__What is expected__:
In the abstract on carbon tetrachloride-induced liver injury in rats, by what percentage did hepatic glutamine synthase activity decrease?

__Text shown__:
■ ■ ■ ■
G. Wilfred

Does oxidative protein damage play a role in the pathogenesis of carbon tetrachloride-induced liver injury in the rat?

Free radicals have been implicated in the pathogenesis of alcohol-induced liver injury in humans and carbon tetrachloride (CCl4)-induced liver injury in rats. The most extensively studied aspect of free radical induced liver injury is lipid peroxidation. Recently it has been found that free radicals can cause oxidative damage to cellular proteins and alter cellular function. One such susceptible protein is the enzyme glutamine synthase (GS). The chemical effects of CCl4 on cell proteins and their biological consequences are not known. Hence, in our study, the effect of CCl4 on liver protein oxidation and GS activity were investigated and compared with lipid peroxidation. A significant increase in liver protein carbonyl content (2-3 fold) and a significant decrease in hepatic GS activity (44-57%) were observed. Damage to proteins was rapid in onset and increased with time. Acute exposure of rats to CCl4 resulted in an increase in hepatic protein carbonyl content and a decrease in hepatic GS within 1 h. In cirrhosis of the liver induced by CCl4, the decrease in hepatic GS activity was accompanied by a significant increase in plasma ammonia levels. We conclude that protein oxidation may play a role in the pathogenesis of CCl4 induced liver injury and that the accumulation of oxidised proteins may be an early indication of CCl4 induced liver damage.
■ ■ ■ ■
Items from a data source

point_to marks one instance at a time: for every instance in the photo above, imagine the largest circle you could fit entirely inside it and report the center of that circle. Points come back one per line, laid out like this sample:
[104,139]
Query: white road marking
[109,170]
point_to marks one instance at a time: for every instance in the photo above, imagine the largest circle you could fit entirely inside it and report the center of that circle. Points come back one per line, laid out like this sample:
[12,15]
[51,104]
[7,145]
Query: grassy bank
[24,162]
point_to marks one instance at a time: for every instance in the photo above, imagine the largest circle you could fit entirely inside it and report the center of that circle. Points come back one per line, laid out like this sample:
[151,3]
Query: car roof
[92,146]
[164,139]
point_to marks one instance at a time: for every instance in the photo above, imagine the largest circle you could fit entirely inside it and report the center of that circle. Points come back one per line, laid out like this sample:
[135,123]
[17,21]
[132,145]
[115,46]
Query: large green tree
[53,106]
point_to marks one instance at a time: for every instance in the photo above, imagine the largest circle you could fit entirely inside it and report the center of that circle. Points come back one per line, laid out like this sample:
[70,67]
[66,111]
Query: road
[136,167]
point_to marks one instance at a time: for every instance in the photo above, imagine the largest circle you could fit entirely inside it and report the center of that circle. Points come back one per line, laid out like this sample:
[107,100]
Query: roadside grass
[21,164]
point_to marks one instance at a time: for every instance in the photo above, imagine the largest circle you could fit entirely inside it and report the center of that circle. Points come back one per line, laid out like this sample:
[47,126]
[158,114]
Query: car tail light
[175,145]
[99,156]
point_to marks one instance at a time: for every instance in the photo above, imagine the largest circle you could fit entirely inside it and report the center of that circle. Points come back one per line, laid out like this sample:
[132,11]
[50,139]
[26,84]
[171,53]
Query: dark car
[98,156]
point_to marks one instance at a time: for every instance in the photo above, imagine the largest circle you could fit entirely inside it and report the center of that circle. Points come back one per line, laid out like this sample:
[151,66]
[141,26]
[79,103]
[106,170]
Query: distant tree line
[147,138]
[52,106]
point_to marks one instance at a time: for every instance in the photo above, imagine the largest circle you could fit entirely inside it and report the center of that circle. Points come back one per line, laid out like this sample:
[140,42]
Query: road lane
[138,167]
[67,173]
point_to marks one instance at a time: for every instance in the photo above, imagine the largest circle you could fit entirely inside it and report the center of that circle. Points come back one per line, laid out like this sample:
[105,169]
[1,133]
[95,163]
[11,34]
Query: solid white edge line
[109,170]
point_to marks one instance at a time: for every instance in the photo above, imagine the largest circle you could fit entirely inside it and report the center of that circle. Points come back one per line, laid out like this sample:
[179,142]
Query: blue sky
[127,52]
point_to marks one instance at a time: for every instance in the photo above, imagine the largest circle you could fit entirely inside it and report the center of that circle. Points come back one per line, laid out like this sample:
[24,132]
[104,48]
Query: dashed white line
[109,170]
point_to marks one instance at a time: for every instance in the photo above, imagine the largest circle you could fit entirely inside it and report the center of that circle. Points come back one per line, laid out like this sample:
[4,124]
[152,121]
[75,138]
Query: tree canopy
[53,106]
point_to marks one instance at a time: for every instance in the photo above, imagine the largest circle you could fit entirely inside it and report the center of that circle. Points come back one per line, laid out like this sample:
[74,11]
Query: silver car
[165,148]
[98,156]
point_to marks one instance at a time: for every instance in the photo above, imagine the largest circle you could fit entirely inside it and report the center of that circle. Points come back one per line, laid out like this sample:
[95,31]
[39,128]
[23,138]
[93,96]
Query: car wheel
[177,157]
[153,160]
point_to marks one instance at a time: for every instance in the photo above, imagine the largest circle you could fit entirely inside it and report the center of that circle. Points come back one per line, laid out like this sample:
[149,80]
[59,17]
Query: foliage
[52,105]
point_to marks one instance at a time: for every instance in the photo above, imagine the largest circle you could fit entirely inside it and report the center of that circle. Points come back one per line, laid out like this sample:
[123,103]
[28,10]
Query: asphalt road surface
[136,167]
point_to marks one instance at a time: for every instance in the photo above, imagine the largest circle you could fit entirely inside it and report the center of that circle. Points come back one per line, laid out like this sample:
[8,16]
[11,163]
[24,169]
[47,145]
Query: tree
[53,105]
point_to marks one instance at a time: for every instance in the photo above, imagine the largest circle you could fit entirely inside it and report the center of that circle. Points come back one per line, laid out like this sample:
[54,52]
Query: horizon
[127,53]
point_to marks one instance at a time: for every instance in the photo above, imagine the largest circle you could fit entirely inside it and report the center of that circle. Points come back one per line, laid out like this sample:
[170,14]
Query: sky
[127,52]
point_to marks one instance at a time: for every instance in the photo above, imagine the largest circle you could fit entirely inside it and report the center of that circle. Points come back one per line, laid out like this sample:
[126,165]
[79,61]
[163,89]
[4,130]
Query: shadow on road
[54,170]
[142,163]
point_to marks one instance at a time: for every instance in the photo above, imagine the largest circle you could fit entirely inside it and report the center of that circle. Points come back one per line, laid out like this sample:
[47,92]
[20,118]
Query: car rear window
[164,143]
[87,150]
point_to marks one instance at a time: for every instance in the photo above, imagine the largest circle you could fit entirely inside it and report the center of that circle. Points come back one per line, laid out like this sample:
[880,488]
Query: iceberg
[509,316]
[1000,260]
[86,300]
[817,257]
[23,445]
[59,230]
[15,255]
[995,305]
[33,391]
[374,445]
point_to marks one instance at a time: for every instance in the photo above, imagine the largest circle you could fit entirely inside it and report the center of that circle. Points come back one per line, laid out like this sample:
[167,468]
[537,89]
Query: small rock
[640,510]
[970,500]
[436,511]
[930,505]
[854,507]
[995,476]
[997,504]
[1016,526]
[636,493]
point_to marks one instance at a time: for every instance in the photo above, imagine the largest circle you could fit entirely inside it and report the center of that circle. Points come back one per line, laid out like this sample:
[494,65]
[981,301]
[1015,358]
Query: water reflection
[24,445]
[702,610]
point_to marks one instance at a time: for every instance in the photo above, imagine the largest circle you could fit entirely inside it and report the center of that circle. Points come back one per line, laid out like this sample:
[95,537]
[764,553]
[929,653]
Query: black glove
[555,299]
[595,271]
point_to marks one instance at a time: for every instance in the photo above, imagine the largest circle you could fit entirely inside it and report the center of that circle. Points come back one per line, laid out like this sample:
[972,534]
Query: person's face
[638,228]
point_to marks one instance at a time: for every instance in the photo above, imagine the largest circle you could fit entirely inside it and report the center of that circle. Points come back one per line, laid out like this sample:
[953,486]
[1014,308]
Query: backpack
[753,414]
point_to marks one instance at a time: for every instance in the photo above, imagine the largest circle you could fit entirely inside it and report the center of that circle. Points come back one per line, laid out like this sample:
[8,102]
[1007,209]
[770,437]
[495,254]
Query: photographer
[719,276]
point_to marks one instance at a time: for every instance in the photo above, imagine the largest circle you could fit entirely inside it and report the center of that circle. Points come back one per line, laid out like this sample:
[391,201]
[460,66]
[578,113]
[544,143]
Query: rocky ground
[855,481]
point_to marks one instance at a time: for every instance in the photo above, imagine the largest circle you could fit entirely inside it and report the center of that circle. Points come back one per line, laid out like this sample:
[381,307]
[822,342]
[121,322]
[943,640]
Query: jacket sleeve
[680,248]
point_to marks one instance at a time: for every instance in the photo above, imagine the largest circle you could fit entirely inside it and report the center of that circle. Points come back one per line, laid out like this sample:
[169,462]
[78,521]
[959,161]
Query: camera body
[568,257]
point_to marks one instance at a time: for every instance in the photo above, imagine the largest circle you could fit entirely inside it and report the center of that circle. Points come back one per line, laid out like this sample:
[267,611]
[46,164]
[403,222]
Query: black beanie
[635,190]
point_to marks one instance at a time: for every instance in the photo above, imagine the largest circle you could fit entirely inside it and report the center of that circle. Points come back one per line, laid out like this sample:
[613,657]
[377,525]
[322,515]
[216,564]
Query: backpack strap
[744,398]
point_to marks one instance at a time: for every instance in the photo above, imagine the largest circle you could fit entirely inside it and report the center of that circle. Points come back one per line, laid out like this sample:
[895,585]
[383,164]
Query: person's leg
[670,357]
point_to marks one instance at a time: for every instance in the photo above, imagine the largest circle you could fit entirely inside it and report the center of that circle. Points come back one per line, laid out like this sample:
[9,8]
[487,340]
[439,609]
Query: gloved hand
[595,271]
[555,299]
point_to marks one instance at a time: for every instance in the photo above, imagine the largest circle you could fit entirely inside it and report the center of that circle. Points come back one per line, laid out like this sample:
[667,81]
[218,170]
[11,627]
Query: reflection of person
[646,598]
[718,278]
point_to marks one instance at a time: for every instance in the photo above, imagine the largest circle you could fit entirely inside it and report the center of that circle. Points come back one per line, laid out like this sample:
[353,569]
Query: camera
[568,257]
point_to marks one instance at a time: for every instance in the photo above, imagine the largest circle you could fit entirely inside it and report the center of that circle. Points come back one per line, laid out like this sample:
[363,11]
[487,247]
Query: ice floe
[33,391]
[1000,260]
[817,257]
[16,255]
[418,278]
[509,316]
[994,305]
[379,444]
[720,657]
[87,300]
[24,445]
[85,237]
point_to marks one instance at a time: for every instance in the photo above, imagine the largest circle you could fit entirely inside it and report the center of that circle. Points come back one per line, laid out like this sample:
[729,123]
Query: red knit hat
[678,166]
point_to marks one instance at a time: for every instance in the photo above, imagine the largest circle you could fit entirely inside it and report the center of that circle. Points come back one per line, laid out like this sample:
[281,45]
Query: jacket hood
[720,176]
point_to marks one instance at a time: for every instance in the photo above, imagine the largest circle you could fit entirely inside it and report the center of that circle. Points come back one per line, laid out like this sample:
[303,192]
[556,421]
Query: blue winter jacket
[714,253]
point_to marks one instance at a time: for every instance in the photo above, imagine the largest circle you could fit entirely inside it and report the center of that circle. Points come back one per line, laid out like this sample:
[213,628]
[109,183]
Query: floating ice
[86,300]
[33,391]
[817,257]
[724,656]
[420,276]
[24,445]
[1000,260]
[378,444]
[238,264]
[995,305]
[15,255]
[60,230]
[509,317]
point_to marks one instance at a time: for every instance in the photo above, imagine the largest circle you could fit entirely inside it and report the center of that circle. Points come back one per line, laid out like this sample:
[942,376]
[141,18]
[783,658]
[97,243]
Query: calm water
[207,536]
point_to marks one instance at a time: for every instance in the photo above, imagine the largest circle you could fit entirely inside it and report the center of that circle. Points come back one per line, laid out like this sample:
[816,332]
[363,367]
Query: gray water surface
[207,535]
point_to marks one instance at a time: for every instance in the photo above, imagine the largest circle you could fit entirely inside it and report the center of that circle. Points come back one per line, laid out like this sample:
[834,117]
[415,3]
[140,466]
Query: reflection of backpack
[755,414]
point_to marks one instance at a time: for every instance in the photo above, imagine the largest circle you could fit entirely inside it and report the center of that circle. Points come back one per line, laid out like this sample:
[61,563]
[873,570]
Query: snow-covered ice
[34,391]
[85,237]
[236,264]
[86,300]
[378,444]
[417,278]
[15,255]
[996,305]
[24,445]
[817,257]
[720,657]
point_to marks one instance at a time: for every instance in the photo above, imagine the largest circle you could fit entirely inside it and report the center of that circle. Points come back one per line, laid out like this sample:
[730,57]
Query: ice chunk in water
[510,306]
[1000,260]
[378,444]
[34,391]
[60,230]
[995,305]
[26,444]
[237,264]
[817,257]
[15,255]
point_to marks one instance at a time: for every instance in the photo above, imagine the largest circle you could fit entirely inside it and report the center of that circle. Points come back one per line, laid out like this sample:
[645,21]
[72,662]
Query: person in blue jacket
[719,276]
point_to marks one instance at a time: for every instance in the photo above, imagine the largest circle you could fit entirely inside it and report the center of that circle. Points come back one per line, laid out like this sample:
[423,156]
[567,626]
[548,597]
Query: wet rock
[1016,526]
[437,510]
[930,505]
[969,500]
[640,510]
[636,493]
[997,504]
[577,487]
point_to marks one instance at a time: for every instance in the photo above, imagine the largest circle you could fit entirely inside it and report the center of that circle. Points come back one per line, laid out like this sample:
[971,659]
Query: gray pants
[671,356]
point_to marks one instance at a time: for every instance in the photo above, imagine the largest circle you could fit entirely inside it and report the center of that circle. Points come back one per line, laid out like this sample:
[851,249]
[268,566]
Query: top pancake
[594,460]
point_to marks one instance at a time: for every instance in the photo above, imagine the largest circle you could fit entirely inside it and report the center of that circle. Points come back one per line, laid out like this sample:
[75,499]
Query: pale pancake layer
■ ■ ■ ■
__Task output__:
It decreased by 44-57%.